Your assignment
Scan the records below for the word "surface". Copy each line where it appears.

Data entries
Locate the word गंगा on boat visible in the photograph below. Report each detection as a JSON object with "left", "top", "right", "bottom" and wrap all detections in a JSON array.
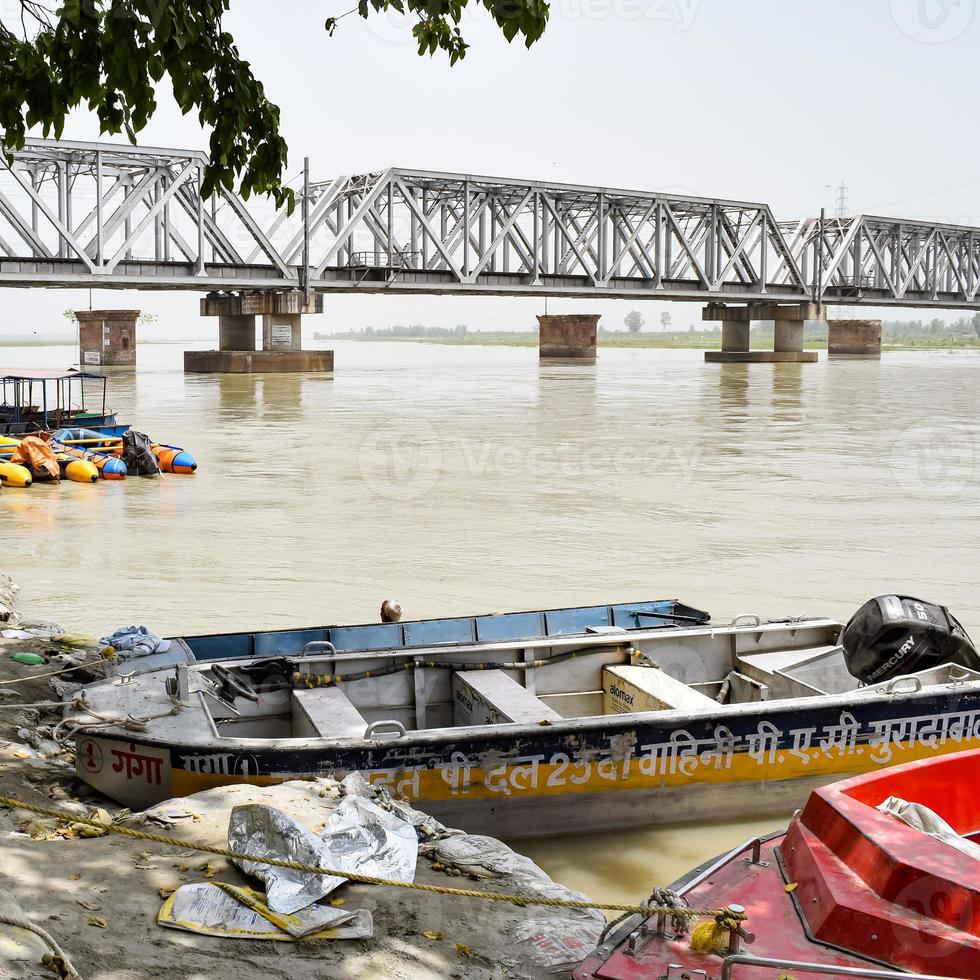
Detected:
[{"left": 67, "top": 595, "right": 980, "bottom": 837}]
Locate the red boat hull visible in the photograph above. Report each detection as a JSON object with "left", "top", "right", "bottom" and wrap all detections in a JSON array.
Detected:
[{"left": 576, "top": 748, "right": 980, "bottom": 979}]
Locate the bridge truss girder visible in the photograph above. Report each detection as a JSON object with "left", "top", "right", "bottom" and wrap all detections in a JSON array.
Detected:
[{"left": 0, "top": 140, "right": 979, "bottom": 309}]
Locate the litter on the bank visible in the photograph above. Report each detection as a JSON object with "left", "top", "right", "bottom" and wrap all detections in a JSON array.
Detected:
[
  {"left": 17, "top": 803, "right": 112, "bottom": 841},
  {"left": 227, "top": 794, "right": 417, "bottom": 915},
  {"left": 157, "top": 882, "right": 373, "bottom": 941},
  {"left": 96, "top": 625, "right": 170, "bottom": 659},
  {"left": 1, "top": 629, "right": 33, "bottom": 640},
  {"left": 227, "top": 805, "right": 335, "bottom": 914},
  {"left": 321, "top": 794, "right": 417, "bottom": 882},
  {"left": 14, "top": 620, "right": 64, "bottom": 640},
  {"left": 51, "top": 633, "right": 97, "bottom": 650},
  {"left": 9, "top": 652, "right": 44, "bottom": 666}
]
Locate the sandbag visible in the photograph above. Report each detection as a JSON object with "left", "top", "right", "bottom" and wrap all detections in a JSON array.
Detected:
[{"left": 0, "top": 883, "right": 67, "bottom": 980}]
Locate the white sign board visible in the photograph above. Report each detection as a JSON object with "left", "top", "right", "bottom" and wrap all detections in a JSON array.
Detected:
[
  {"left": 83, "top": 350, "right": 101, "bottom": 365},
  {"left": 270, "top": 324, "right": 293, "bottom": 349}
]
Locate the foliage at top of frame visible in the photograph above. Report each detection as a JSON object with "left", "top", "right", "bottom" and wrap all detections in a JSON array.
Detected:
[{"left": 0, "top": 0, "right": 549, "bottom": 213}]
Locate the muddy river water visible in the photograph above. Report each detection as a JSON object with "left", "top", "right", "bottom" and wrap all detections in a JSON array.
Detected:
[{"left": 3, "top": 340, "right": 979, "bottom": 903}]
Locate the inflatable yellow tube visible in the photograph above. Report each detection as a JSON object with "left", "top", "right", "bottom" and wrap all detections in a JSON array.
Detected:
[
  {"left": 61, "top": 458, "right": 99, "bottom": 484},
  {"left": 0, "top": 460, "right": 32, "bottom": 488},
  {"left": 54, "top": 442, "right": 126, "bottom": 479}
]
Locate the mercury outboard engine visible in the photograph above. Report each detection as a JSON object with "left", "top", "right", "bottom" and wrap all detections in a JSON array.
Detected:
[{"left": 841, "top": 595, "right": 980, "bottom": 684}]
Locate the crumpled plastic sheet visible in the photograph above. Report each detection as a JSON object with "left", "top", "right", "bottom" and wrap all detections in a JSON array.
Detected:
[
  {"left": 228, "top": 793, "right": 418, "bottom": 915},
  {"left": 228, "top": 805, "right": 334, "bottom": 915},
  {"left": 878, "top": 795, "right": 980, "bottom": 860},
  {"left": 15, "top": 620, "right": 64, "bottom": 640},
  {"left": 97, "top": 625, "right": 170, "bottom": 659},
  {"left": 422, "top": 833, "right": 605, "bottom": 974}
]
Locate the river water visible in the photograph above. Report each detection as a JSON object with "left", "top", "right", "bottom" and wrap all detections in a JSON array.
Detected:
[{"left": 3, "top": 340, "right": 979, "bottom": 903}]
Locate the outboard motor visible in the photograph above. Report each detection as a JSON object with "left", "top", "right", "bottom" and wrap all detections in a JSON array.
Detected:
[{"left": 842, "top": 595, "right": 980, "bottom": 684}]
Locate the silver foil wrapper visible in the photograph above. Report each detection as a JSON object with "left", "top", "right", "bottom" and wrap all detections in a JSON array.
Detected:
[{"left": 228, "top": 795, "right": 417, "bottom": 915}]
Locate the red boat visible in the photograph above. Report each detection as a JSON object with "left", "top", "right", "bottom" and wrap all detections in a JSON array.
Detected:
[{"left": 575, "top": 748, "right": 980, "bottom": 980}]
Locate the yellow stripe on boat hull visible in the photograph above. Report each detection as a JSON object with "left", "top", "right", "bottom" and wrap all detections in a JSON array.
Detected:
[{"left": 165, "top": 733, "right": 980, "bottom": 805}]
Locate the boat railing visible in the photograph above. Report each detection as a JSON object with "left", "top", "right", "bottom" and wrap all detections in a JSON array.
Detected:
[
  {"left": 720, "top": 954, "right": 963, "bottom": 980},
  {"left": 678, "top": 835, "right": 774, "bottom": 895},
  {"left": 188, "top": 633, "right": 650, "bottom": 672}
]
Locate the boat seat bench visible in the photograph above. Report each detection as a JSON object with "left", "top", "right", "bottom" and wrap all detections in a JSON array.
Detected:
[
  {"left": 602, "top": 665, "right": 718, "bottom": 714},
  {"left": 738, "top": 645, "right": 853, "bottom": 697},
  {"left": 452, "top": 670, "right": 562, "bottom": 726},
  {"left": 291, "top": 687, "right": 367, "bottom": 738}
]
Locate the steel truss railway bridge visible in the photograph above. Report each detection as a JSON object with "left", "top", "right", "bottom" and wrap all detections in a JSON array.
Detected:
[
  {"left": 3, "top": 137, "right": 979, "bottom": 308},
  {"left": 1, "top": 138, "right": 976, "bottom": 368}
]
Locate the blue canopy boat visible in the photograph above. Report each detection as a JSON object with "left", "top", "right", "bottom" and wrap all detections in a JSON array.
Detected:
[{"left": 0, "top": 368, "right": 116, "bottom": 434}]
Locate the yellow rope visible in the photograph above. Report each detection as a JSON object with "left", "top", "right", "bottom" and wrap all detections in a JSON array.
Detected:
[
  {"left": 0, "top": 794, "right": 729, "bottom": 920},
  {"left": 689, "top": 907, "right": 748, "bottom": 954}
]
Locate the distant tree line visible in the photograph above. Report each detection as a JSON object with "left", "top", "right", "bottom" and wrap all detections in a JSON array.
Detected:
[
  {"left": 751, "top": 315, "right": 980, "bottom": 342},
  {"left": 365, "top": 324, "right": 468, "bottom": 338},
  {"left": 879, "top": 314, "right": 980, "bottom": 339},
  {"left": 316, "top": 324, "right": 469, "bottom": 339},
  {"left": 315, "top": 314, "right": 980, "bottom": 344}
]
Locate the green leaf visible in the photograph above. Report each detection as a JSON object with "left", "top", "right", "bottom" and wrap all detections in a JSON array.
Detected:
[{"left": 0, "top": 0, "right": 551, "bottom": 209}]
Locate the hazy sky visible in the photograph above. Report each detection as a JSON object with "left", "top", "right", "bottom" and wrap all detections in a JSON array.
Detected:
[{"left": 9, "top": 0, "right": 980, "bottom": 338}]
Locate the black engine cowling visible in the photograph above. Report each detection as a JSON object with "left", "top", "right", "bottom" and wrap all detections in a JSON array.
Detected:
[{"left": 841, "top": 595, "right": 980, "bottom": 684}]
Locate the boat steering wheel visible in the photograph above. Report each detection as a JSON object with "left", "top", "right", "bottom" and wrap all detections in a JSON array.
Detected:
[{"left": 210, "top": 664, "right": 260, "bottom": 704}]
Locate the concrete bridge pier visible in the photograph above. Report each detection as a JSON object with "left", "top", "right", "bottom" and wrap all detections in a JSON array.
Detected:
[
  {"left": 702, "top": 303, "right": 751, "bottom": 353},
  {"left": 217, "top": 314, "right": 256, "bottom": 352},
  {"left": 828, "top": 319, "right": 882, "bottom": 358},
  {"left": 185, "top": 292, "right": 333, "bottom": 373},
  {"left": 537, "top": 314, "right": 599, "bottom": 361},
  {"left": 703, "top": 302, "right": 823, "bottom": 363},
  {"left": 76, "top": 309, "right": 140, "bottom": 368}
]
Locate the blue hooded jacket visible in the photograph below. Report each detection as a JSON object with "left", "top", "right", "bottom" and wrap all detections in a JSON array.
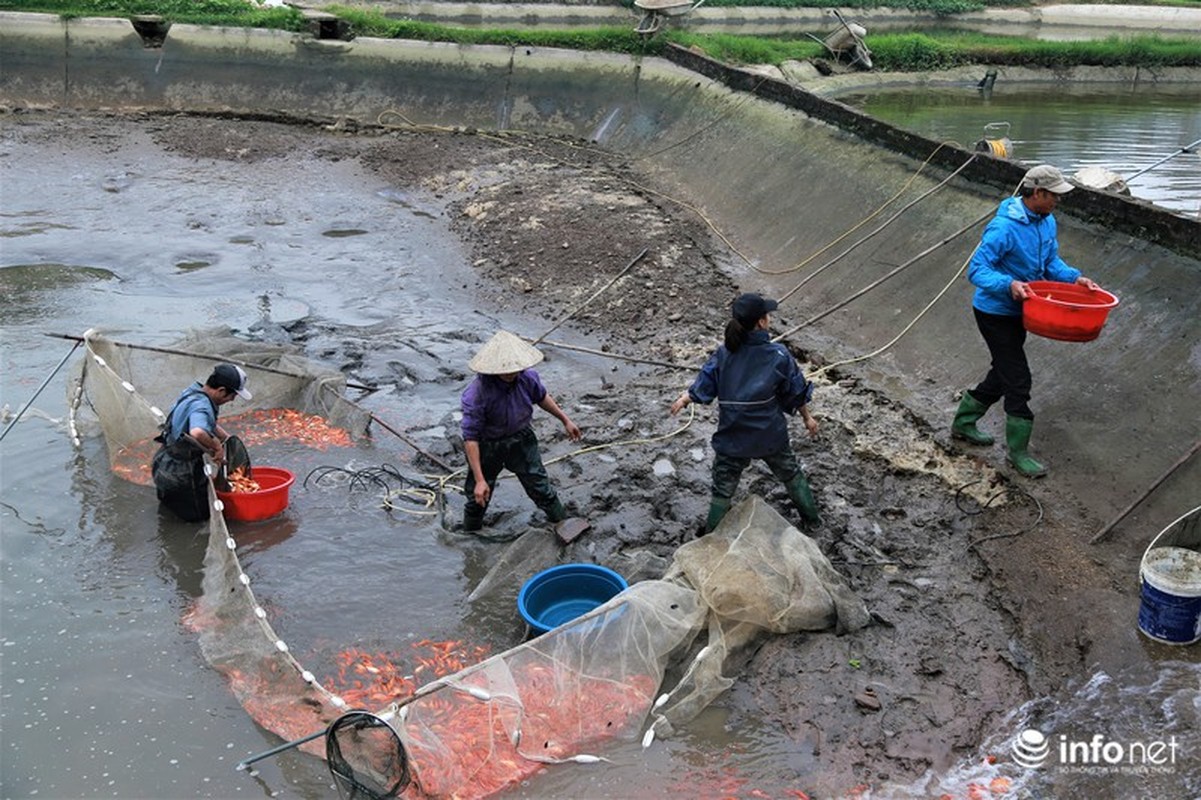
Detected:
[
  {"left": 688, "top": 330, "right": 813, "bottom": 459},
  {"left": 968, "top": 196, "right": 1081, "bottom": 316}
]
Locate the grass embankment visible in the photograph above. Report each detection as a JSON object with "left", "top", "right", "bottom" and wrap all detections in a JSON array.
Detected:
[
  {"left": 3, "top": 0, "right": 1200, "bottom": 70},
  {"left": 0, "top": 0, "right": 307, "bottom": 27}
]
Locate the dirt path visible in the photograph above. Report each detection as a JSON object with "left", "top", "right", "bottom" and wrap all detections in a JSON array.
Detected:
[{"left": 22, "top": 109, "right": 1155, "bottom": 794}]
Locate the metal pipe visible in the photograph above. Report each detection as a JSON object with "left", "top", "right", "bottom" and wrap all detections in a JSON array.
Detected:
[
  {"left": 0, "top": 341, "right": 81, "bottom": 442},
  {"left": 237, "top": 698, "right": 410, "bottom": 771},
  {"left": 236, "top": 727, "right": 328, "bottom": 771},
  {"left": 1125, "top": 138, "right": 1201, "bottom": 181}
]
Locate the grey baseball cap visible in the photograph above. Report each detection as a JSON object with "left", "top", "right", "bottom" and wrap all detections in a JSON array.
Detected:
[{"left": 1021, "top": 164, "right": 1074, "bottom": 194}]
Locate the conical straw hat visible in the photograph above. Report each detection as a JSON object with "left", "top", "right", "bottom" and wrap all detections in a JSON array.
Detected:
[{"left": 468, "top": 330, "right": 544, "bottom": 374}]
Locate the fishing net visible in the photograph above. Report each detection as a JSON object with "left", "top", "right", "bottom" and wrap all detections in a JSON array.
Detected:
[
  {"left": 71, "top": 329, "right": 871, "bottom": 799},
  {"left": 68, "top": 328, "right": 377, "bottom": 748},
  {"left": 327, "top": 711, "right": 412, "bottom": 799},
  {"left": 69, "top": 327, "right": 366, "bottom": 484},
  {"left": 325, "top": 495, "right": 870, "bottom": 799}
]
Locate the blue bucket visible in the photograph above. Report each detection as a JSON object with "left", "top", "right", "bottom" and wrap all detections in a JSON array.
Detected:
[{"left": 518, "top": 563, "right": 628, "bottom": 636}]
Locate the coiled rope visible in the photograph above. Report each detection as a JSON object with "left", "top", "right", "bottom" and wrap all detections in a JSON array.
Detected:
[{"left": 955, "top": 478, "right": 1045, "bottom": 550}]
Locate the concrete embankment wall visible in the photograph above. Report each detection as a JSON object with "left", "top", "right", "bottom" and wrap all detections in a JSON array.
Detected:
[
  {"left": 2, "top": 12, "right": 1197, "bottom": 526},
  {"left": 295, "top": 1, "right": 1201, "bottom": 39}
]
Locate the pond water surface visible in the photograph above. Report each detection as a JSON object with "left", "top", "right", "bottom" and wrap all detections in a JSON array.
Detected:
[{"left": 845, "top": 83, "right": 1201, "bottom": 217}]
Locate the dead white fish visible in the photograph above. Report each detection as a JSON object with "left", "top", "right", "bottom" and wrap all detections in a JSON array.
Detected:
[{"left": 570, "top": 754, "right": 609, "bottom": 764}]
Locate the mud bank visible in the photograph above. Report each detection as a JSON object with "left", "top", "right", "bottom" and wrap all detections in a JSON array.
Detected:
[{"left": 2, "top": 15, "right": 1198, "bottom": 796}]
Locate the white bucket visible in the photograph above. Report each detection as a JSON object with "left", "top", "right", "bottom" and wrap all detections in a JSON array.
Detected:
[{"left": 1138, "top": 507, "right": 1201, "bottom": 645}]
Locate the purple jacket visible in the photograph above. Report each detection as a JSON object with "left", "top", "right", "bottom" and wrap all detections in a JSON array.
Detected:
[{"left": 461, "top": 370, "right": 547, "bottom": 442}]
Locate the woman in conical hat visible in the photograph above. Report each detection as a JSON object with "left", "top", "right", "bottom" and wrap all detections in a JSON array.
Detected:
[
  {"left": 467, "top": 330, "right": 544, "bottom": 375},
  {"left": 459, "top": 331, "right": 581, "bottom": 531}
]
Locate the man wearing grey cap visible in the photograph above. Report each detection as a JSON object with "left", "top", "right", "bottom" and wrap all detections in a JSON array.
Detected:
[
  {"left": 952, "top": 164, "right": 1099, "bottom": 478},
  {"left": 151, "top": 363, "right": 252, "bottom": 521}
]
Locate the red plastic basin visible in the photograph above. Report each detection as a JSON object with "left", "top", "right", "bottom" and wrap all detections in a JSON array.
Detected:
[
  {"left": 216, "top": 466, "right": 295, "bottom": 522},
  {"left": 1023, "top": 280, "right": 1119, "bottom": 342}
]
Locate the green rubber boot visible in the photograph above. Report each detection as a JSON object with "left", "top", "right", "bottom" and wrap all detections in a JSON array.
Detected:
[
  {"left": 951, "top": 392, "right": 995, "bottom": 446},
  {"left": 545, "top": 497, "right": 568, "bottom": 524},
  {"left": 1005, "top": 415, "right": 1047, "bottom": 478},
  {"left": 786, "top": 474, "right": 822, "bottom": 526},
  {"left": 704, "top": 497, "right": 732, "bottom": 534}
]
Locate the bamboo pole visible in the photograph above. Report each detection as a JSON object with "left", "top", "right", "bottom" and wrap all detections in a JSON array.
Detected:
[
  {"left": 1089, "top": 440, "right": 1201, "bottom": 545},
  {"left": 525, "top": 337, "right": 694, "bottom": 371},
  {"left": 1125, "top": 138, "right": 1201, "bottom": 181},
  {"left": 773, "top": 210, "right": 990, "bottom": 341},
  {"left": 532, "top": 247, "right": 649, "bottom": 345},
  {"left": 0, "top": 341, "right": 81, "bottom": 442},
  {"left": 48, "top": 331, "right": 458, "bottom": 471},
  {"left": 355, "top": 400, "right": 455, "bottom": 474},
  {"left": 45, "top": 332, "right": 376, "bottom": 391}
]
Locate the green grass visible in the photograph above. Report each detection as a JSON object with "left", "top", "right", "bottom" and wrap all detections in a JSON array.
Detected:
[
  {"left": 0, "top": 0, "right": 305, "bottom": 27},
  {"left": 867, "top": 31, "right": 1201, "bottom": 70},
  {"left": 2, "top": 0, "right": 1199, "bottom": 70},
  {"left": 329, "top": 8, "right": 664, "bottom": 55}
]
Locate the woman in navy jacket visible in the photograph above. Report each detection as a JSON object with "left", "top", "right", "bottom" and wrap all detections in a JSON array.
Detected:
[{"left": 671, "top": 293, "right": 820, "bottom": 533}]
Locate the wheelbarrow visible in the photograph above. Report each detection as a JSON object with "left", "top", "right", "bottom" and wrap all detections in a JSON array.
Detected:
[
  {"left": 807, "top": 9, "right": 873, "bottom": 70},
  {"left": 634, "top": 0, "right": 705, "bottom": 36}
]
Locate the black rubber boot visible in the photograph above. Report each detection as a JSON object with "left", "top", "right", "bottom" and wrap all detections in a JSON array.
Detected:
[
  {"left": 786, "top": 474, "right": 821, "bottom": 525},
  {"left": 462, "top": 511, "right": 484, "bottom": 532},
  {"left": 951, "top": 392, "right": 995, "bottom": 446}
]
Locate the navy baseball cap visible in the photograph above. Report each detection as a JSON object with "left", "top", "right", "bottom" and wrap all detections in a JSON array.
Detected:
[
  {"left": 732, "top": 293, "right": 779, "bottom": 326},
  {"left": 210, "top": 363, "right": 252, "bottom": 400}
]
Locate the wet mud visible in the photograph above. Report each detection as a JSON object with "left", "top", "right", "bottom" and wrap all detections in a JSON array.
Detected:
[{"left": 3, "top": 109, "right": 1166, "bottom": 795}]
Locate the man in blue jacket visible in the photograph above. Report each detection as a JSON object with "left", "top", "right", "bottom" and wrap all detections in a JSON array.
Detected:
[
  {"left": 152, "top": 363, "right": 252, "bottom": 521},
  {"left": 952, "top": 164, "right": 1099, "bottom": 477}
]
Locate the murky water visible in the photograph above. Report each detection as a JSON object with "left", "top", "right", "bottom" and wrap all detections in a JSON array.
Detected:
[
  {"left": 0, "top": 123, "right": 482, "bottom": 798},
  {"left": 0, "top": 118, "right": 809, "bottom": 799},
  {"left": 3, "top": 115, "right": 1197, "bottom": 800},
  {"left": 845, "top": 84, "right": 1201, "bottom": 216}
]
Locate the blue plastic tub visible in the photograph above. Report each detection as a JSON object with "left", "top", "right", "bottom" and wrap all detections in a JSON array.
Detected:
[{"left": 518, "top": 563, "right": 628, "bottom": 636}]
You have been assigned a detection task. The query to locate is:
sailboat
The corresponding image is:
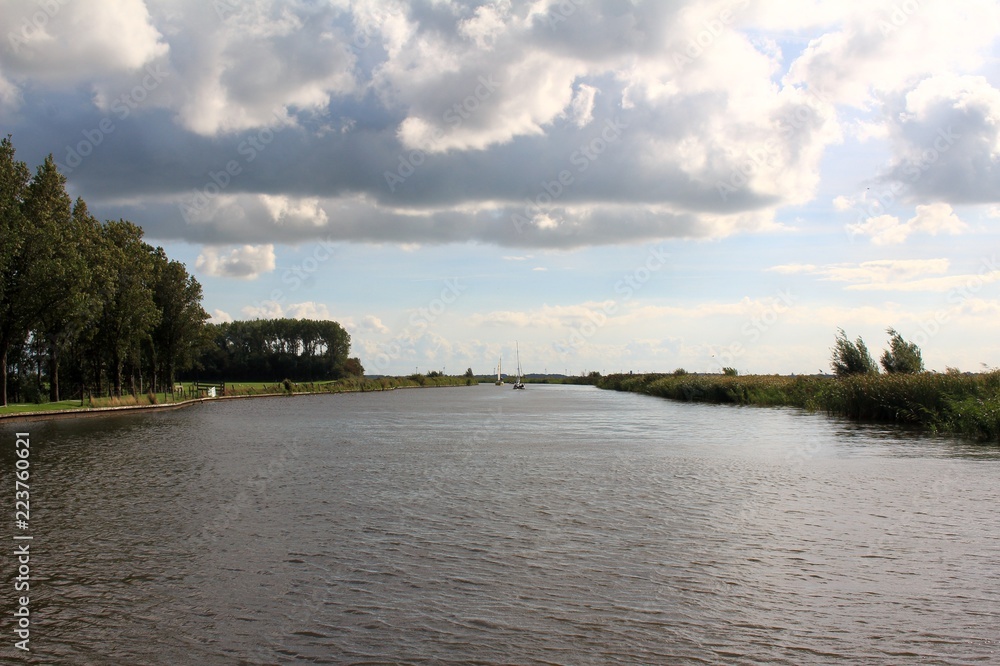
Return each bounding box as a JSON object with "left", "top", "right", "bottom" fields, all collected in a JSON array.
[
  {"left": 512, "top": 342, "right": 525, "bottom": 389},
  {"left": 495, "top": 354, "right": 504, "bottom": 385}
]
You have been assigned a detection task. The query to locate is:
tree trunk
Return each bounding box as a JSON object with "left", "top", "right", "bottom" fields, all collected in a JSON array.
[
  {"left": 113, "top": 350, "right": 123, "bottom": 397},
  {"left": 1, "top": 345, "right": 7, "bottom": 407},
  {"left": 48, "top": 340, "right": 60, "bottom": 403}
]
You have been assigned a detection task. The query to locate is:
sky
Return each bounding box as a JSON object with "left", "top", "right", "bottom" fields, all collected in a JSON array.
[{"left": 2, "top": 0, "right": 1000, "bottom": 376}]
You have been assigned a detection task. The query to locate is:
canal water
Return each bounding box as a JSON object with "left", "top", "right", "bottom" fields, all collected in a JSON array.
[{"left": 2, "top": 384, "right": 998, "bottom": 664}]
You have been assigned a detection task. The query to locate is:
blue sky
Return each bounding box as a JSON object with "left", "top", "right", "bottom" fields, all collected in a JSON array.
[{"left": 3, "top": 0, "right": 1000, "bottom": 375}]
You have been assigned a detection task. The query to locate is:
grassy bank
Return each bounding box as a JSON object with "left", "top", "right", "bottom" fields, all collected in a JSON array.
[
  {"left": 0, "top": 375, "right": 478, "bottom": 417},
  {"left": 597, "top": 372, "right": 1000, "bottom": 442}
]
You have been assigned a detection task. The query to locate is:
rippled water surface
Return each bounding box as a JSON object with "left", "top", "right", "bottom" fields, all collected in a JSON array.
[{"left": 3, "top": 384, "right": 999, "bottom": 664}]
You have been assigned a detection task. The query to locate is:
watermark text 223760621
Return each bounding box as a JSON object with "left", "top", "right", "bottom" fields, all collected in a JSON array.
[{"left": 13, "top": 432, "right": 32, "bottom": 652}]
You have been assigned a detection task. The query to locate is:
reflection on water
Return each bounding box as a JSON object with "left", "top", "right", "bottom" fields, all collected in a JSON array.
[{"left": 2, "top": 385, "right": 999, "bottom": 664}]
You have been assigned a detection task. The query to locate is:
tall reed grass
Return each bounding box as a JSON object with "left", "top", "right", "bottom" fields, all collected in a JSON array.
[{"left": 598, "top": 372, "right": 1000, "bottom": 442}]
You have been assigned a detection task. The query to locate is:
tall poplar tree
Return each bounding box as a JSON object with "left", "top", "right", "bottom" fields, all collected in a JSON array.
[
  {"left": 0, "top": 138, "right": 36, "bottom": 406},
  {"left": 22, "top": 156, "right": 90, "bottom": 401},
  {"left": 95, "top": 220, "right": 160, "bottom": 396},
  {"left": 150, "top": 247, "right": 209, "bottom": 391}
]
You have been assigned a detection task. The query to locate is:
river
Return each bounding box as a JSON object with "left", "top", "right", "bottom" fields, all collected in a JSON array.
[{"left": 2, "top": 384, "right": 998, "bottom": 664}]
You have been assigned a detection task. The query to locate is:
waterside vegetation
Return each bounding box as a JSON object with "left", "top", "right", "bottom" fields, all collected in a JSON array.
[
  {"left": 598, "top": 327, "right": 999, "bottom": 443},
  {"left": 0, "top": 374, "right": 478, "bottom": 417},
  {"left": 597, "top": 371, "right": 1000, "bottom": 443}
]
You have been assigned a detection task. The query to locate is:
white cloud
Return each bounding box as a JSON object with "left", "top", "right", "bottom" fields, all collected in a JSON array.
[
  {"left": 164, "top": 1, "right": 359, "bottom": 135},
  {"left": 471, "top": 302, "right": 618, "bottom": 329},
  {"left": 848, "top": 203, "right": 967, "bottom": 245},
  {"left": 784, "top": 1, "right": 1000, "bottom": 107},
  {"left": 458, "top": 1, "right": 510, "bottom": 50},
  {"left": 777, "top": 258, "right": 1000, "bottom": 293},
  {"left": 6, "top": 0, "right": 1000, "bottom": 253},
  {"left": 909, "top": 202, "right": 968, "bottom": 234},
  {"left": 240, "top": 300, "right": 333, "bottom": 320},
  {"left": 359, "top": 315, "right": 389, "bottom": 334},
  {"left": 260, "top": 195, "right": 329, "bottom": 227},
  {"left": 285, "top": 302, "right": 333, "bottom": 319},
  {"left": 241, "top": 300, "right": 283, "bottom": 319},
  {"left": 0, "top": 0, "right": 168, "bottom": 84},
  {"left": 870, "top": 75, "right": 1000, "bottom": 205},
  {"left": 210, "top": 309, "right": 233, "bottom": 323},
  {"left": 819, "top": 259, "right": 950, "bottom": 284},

Result below
Locate the pond water surface visible in the photograph above. Report each detection as a JSON object with "left", "top", "right", "bottom" and wrap all detections in a JSON array.
rippled water surface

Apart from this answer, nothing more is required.